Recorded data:
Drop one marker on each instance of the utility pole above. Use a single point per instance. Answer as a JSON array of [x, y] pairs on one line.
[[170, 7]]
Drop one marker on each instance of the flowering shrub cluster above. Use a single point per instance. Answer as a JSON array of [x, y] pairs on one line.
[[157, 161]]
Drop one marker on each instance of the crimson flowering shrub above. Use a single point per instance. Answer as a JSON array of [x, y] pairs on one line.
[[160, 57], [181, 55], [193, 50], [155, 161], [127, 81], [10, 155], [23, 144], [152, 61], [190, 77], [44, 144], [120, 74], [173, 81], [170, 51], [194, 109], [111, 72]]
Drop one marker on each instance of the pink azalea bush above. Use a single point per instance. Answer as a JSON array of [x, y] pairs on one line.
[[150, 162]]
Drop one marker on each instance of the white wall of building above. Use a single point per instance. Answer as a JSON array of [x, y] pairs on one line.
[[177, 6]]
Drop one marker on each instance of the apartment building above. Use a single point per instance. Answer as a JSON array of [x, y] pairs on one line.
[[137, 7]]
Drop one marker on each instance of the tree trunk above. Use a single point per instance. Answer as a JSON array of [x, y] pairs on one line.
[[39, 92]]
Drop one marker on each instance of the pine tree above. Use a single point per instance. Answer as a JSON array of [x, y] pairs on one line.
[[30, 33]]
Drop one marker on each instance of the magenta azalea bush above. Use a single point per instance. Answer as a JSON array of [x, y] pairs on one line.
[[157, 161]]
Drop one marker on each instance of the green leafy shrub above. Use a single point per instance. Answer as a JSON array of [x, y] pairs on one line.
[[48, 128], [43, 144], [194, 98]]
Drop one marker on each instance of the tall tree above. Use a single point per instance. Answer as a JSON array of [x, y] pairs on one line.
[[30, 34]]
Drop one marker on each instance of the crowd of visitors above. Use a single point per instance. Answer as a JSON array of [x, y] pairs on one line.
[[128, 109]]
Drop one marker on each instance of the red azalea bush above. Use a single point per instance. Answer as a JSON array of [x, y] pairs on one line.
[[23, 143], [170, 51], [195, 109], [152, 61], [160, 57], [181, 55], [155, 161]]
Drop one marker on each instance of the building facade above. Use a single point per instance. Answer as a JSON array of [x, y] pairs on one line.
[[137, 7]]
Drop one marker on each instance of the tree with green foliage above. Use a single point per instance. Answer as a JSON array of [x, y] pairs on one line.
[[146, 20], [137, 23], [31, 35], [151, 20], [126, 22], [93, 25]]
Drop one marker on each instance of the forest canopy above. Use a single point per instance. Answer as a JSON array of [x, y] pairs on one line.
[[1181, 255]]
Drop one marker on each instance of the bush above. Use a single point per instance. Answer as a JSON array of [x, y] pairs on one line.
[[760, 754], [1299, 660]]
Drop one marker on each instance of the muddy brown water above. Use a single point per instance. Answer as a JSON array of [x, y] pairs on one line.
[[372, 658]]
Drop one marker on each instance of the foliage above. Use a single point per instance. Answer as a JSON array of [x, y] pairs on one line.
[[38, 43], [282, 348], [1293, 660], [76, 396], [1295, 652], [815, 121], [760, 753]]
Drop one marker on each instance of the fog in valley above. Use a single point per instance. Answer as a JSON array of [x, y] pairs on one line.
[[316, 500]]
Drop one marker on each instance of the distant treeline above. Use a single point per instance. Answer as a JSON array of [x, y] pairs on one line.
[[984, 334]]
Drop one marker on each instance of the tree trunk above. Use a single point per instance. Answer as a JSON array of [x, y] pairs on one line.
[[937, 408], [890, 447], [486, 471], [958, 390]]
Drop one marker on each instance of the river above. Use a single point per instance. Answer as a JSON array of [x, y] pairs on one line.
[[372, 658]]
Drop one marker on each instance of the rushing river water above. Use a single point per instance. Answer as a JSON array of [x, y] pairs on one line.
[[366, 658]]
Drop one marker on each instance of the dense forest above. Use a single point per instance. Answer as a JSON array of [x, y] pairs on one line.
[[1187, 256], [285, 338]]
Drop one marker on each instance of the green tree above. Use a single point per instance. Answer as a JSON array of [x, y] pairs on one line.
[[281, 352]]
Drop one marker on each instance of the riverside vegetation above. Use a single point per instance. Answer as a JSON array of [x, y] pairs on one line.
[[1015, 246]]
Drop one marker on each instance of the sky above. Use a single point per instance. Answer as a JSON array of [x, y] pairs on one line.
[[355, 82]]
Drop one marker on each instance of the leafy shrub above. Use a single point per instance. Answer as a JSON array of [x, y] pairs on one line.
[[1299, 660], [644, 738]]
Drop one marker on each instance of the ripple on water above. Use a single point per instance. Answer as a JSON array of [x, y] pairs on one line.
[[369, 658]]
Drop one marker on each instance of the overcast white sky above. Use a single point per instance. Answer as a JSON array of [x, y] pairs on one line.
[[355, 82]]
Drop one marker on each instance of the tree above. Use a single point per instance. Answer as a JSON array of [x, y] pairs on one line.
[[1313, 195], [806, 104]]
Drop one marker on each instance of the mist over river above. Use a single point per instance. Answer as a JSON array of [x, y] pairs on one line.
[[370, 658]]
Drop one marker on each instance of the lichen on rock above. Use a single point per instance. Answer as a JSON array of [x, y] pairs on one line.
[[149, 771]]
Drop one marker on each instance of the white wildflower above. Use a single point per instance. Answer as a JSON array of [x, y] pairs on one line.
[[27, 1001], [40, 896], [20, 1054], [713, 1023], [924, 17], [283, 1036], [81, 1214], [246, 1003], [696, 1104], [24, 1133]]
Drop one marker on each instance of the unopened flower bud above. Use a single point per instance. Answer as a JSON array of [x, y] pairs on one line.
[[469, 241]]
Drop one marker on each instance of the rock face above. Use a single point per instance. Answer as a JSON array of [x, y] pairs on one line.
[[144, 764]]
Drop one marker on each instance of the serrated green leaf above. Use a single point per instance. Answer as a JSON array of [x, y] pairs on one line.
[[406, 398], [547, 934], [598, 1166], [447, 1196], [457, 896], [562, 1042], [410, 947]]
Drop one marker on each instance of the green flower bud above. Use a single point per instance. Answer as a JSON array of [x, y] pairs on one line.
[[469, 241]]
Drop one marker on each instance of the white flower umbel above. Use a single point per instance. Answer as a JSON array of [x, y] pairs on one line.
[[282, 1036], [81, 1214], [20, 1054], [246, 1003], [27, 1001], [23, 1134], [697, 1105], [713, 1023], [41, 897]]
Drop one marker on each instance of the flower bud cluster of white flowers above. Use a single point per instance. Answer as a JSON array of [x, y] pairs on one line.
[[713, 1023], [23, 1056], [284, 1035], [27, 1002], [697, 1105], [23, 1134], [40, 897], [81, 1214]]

Problem statement
Convert these lines into a numbered list, leaving out any blank lines. Include every one of the records.

Written solution
1. Drop one marker on each instance of the utility pole above. Use a single point per instance. Answer as a JSON array of [x, y] pairs on one line.
2. [[170, 7]]
3. Drop one marker on each instance of the flowering shrub cluster above. Use a single point per instance. Answer as a JSON array of [x, y] pairs on one line.
4. [[157, 161]]
5. Drop one marker on each instance of the crimson flowering shrub above. Use a single point per instance. Answer as a JSON array of [x, y] pairs on one line.
6. [[160, 57], [181, 55], [193, 50], [155, 161], [127, 81], [10, 155], [23, 144], [152, 61], [190, 77], [44, 144], [120, 74], [173, 81], [170, 51], [194, 109], [111, 72]]
7. Drop one marker on each instance of the pink azalea bush above. Use a single point per instance. Answer as a JSON array of [x, y] pairs on one line.
8. [[150, 162]]
9. Drop one marker on each instance of the white wall of building above. Use a single point per instance. Answer as a JSON array of [x, y] pairs on one line.
10. [[177, 6]]
11. Drop one marker on each instance of the apartment building above. Use a single point per instance. Answer as a JSON array of [x, y] pairs on one line.
12. [[137, 7]]
13. Drop one marker on each instance of the tree trunk above. Use a single point per instance. Answer as a JSON array of [x, y] pairs on one line.
14. [[39, 92]]
15. Drop one marker on each instance of the pine tree above. Use a single point per instance. Answer as a JSON array of [x, y] pairs on one line.
16. [[30, 33]]
17. Drop one marker on each instance of the magenta azalea bush above. Use a single point per instance. Answer as a JSON array of [x, y] pairs on one line.
18. [[157, 161]]
19. Drop one marker on each instance of the green leafy shrub above. Use a single point per instance. Answer as a JSON array of [x, y] pairs on one line.
20. [[48, 128], [43, 144], [194, 98]]
21. Drop one marker on each instance of the tall tree above. Use a single point per instance. Answer as a JSON array of [x, y] pairs on one line.
22. [[30, 34]]
23. Drop one marker on each instance of the crowd of visitors above. Use a single point per instance. Answer as a JSON array of [x, y] pairs on one line.
24. [[128, 109]]
25. Drop one marker on each instance of the red azalea bush above. Use a single point per instance. Answer as a JSON array of [x, y] pairs on one line.
26. [[23, 143], [170, 51], [195, 109], [152, 61], [160, 57], [181, 55], [155, 161]]
27. Drop one marker on each instance of the building facade above. Use a single point per instance. Answer as a JSON array of [x, y] pairs on one line.
28. [[137, 7]]
29. Drop one marker on each instance of the tree with green foliage above. Use a single point per instance. Answer as a JSON array of [x, y] pairs on one line.
30. [[146, 20], [137, 23], [31, 35], [151, 20], [126, 22], [93, 25]]
31. Drop one marker on each instance of the forest canopy above. Use a single point per instance. Answer as a JSON array of [x, y] pairs on one line.
32. [[1181, 255]]
33. Drop one marker on each instance of the bush above. Use a single point per instance. Answer as a JSON array of [x, y] pairs on one line.
34. [[760, 754], [1299, 660]]
35. Drop one marker on each instance of the muddy brown water above. Use a single point per instance. Answer as a JSON array of [x, y] pairs on one line.
36. [[372, 658]]
37. Drop one marker on each instance of the foliage above. Use a single point per instance. Answer as a JSON array of [x, y] pairs on one line.
38. [[38, 43], [282, 348], [1293, 660], [76, 396], [1295, 652], [815, 121], [760, 753]]
39. Drop one marker on each instance of the fog in valley above. Use a single point per instance. Answer as a JSON array of [x, y] pairs on one line.
40. [[316, 500]]
41. Drop one marker on each instance of the distant treeline above. Use a single point per instance. Answer as a JSON array of [x, y] pairs on one line.
42. [[984, 334]]
43. Drop one marker on each instance of the tree trunk above. Use a single point per instance. Answer as a JSON array of [x, y] pairs on one line.
44. [[937, 408], [890, 447], [486, 471], [958, 390]]
45. Drop one marker on each instance of the river above. Use a single point per instance. Answer as a JSON array of [x, y] pairs on one line.
46. [[372, 658]]
47. Drop one marker on each instance of the rushing river water above. Use a single point per instance. Answer as a JSON array of [x, y] pairs on one line.
48. [[366, 658]]
49. Drop one marker on each instance of the dense forest above. Use a single point per instance. Answer as a JSON array of [x, y] pairs on one line.
50. [[1187, 256], [285, 338]]
51. Drop one marker on each instance of the green tree above. Use a single point per instance. Answer as a JSON array of [x, y] pairs on one line.
52. [[281, 352]]
53. Drop one marker on each instance of the riverside vegetation above. Use a single point per instance. Answer as a JSON array of [x, y] pairs on one line.
54. [[1015, 246]]
55. Drop one marker on each instance of the sky above. Use a single point per instance. Answer as a JSON array of [x, y] pairs on one line.
56. [[355, 82]]
57. Drop one marker on each instance of the leafy shrub above. Use a single point per instance. Answer as a JSON array of [x, y] pairs on one line.
58. [[1299, 660], [644, 738]]
59. Drop one marker on each instance of the ripple on water above. Use a single point per instance. Answer as a JSON array of [x, y] pairs on one line.
60. [[369, 658]]
61. Drop one marker on each instance of the overcast white sky above. Use a single point per instance. Answer as a JSON array of [x, y] pairs on one line.
62. [[355, 82]]
63. Drop one marker on each instance of the tree above. Use a single point per instance. Answer as a JSON array of [x, y] pairs on one line.
64. [[1313, 195], [806, 104]]
65. Drop one marker on each instance of the mist over river above. Use a single point per instance. Answer as a JSON array of [x, y] pairs on one line.
66. [[370, 658]]
67. Drop one marker on each instance of the lichen on rock above. Use a single point per instance. Answer as a JSON array of [x, y] pairs on one line.
68. [[149, 771]]
69. Drop one marker on each instance of the white wildflower above. Use a single point per instance. Answer as a JSON array of [x, y] pairs on one line.
70. [[27, 1001], [40, 896], [20, 1054], [713, 1023], [924, 17], [283, 1036], [81, 1214], [246, 1003], [696, 1104], [24, 1133]]
71. Drop one marker on each instance of the unopened flower bud above. Use a single point per instance. Answer as a JSON array of [x, y] pairs on one line.
72. [[469, 241]]
73. Drop one marker on each instance of the rock face above. Use a single point per instance. Answer as a JSON array of [x, y] pairs on one line.
74. [[144, 764]]
75. Drop one marker on each instance of the serrated green leaf above. Use a single point per instance. Answer as a JSON array of [x, y] pairs on one line.
76. [[406, 398], [547, 934], [598, 1166], [447, 1196], [457, 896], [562, 1042], [410, 947]]
77. Drop one marker on each instance of the green flower bud above. Use a single point per instance. Answer as a JSON array of [x, y] pairs on one line.
78. [[469, 241]]
79. Drop one marker on each instance of the white flower umbel above. Use a single point per instance. Answer as a JSON array of [x, y] pairs on one line.
80. [[282, 1036], [81, 1214], [20, 1054], [246, 1003], [27, 1001], [23, 1134], [697, 1105], [713, 1023], [41, 897]]
81. Drop one marker on each instance of the flower bud cluster of white flowers above. Use a single point per instance. Answer as a JSON array of [x, y] pairs on one line.
82. [[713, 1023], [23, 1056], [284, 1035], [27, 1002], [697, 1105], [23, 1134], [40, 897], [81, 1214]]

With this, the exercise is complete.